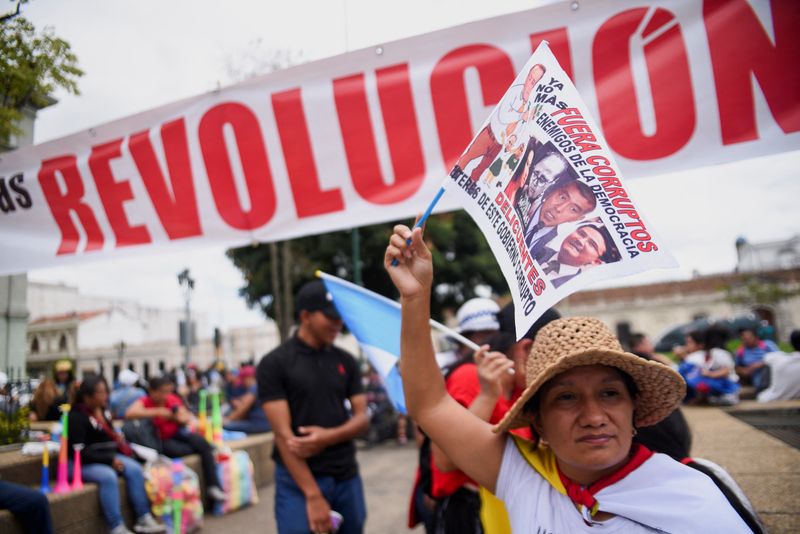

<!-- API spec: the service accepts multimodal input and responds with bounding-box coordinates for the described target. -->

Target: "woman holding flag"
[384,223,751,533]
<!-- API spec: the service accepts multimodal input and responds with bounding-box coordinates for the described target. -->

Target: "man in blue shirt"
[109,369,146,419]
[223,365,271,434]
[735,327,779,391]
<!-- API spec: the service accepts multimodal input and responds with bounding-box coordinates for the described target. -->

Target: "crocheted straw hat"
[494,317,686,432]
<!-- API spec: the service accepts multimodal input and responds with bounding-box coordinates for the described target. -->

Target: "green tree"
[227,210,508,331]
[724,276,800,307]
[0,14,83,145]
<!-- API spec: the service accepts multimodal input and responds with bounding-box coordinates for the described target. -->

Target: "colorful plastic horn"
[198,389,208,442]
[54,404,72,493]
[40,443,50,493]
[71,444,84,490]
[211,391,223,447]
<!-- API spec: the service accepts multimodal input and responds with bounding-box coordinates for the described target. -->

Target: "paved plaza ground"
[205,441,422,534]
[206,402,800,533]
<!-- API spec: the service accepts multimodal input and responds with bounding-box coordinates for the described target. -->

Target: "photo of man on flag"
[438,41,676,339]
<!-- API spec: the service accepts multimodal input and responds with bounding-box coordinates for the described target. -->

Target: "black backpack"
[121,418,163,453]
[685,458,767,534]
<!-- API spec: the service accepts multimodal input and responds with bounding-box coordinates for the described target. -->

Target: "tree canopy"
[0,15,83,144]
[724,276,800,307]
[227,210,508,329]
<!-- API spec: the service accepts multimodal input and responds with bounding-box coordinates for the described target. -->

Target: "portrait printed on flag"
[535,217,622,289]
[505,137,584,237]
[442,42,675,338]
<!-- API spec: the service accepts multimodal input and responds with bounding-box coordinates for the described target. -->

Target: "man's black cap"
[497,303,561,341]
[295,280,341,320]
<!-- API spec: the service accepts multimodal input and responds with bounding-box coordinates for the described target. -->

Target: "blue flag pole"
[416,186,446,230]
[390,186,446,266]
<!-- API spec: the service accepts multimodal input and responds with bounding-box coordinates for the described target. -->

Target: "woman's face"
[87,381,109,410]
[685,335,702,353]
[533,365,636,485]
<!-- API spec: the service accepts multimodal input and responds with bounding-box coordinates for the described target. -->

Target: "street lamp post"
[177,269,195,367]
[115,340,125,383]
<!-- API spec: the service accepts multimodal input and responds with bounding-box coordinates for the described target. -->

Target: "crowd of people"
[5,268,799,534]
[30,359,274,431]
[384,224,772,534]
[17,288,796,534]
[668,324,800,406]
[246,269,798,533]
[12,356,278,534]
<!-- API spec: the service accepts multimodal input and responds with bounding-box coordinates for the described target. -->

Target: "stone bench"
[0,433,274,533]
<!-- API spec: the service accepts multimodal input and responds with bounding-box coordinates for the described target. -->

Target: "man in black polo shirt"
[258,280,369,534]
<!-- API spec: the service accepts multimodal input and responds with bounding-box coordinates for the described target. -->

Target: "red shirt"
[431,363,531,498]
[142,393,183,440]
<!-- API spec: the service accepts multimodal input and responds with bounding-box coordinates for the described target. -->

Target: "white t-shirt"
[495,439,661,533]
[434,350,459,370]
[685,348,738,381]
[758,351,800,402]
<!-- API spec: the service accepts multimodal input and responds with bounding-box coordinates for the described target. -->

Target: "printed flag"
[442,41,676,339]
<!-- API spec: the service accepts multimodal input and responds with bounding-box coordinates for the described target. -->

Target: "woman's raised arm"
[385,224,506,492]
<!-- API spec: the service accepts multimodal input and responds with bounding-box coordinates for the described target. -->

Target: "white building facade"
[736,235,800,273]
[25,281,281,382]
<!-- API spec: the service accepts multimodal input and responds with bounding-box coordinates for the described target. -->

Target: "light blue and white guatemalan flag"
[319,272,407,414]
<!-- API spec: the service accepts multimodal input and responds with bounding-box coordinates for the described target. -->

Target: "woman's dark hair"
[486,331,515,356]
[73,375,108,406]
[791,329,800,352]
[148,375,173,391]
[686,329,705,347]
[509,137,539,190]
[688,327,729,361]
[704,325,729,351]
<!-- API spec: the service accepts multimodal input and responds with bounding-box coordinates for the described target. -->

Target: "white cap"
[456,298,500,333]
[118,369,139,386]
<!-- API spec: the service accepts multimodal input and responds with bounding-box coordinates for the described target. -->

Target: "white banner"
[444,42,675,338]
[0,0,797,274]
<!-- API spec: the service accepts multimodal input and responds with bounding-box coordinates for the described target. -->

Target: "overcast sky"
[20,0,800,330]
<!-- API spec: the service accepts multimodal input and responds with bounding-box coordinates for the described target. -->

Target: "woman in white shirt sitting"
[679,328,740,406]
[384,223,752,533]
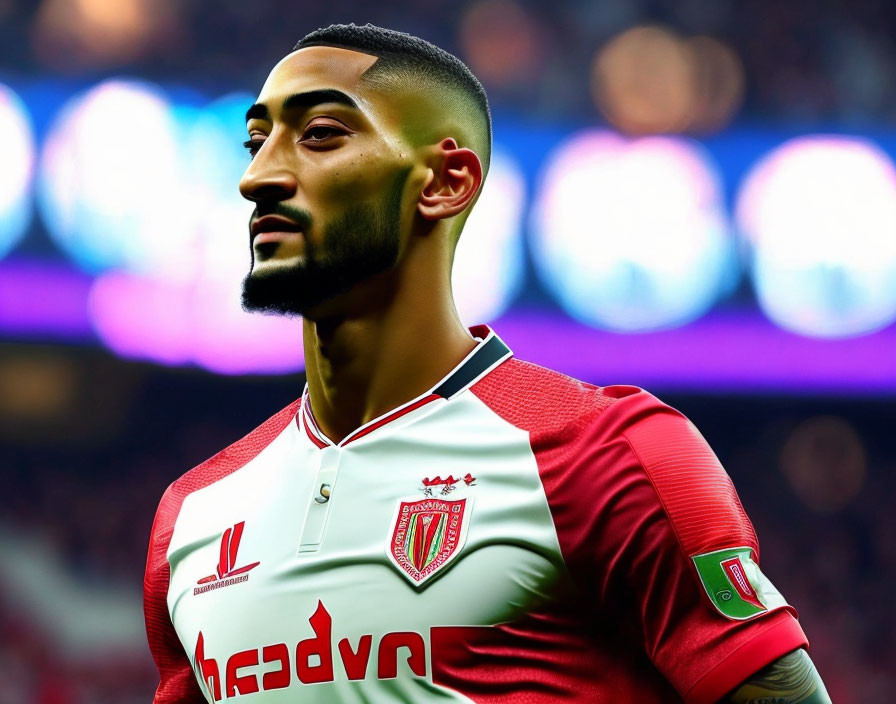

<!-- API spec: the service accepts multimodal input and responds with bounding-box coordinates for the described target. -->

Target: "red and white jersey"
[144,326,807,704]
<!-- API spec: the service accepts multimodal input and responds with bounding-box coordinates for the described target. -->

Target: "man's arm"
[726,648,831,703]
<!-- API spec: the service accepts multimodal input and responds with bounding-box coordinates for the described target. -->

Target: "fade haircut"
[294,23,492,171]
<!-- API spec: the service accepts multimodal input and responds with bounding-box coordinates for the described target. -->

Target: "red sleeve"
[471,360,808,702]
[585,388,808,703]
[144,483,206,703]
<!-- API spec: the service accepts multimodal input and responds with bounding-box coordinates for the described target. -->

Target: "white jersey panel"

-=-=-

> [INSTRUCTIONS FOR THE TASK]
Write every entry out again exactly, images omitted.

> [FINAL ANSWER]
<!-- API spec: the service accepts multimodal input and responds with bounding-box coordinates for the described target. -->

Target: "woman holding flag"
[384,223,751,533]
<!-- API spec: the service accepts multimodal input and responds with bounding-box coordinates for the described target. -->

Target: "man in blue shirt"
[109,369,146,419]
[223,365,271,434]
[735,327,779,391]
<!-- API spec: the service accepts multimodal input and responds with bounding-box coordinates for the described target. -->

Target: "crocheted straw hat"
[494,317,686,432]
<!-- API spec: the service accepts multimodal input and responds with bounding-box coordinates for the described target. -->

Target: "green tree"
[227,210,508,331]
[724,276,800,307]
[0,14,83,145]
<!-- API spec: the service accepts multimodal input and responds with bounding-box coordinates for the described target. -->

Target: "colorful plastic horn"
[198,389,208,442]
[54,404,72,493]
[40,443,50,493]
[71,444,84,490]
[211,391,223,447]
<!-- API spec: the service accepts multimodal input and responds with bounding-box coordinates for the described target. -->

Target: "paved plaza ground"
[205,441,422,534]
[206,402,800,533]
<!-- API spec: the service accepts multimodal input and responds with bounding-box coordinates for the described target. -->

Target: "photo of man on flag"
[438,41,676,339]
<!-- API spec: the service accepts multimodal input and responds with bounding-box coordinates for the described target. -->

Target: "black backpack"
[121,418,163,453]
[685,458,767,534]
<!-- API spec: the service accepts multimodal input and responds with bounding-box coordinates for the described target. -->

Target: "tree canopy"
[0,15,83,144]
[724,276,800,307]
[227,210,508,329]
<!-- API spec: the service accepts multimodal input and responds with bounding-box coordinates for the described target. -->

Target: "portrait printed on flag"
[535,217,622,289]
[505,137,584,237]
[442,42,675,338]
<!-- API spec: the service accepts multimodal input and responds with bounding-box coordinates for the described target. -->

Target: "man's black cap"
[497,303,561,341]
[295,280,341,320]
<!-- API spec: the service accepts multimodal input and responds with bounding-box coordinates for the described target. -->

Target: "blue flag pole"
[416,186,446,230]
[390,186,446,266]
<!-- API spec: the service accepts multimodal input and responds with bounding-box coordinates for the described target. -->

Target: "woman's face"
[87,381,109,410]
[685,335,702,353]
[533,365,636,485]
<!-- API spec: the service accepts multimodal input and responds with bounding-box coordinates for the described target. -->

Target: "street lamp post"
[177,269,195,367]
[115,340,125,383]
<!-- API spec: the service accepts multimodal input and responds with bounding-box coordinates for the described target. -->

Target: "crowd of people"
[5,268,799,534]
[30,359,274,431]
[384,224,772,534]
[17,288,796,534]
[668,324,800,406]
[246,269,798,533]
[12,356,278,534]
<!-- API spec: the service accepts multimodal input and responds with bounding-box coordinates for the described target. -->

Target: "stone bench"
[0,433,274,533]
<!-- API spec: the service accepts multimodal input and responds with bounding-box coordinates for the described target. -->

Target: "man in black polo shirt"
[258,280,369,534]
<!-- API spec: the service accepts multimodal input and responds with bounding-box coordinates for the described target. -->

Target: "red shirt"
[431,363,531,498]
[142,393,183,440]
<!-- API spec: the service accepts multimodal input and responds with bounding-box coordinates for the described target. -->

Target: "white t-shirt"
[495,439,661,533]
[434,350,459,370]
[685,348,738,381]
[758,351,800,402]
<!-- API spec: the service accepts multimodal input and responds with bounding-box coordinates for the described target. -->

Target: "printed flag"
[442,41,676,339]
<!-- API spec: the service accepts multimodal input and responds with bounding-box coordinates for the described target. -->

Target: "woman's raised arm"
[385,224,506,492]
<!-- API spec: the service accepts multimodal input and responds with bounding-box coordinates for the described target. -->

Target: "white building facade"
[736,235,800,273]
[25,281,281,382]
<!-- API spec: the service accepts multimodal input and responds with bounding-box coordinates for the described target. -->

Target: "light blue and white guatemalan flag"
[319,272,407,414]
<!-- API spec: the service accepts multimodal input and responds with bounding-box coordinates for the described target. -->

Target: "woman's dark hair"
[486,331,515,356]
[73,375,108,406]
[791,329,800,352]
[148,375,173,391]
[686,329,705,347]
[509,137,539,190]
[688,327,729,361]
[704,325,729,351]
<!-- API spec: the service accepts multimodal input and responds with bounding-box coordinates for the described target. -->

Target: "white cap"
[456,298,500,333]
[118,369,139,386]
<!-- API spec: the service accepts multimodal input and responds with bounding-box coordinates for the described target. -->

Target: "white banner"
[444,42,675,338]
[0,0,797,274]
<!-- API spec: the service accepts multimodal input and responds with bounding-box coordinates for the described target. -->

Target: "overcast sky"
[20,0,800,330]
<!-- API spec: the service accepts multimodal input and responds with bounding-box coordinates for the described target. -->

Target: "woman in white shirt sitting"
[679,328,740,406]
[384,223,752,533]

<!-- API spec: the service accepts multimodal input and responds with bounding-box coordinates for the described target. -->

Target: "red and white jersey"
[144,326,807,704]
<!-- API spec: the service accepts multimodal input and responds with bounding-box coordinates for the described target. -->

Target: "man's arm"
[726,648,831,703]
<!-- API spec: the service accepts multimodal input and responds with bounding-box coordinates for the described target. -->

Target: "fade haircut"
[294,23,492,171]
<!-- API spec: the service accepts multimodal input and responds with bounding-box coordinates for the described target. -->

Target: "red sleeve"
[471,360,808,702]
[585,388,808,703]
[144,483,206,703]
<!-- API spec: the service accepts multimodal input and responds with bounding-box coordinates for the described target. -->

Target: "white jersey panel"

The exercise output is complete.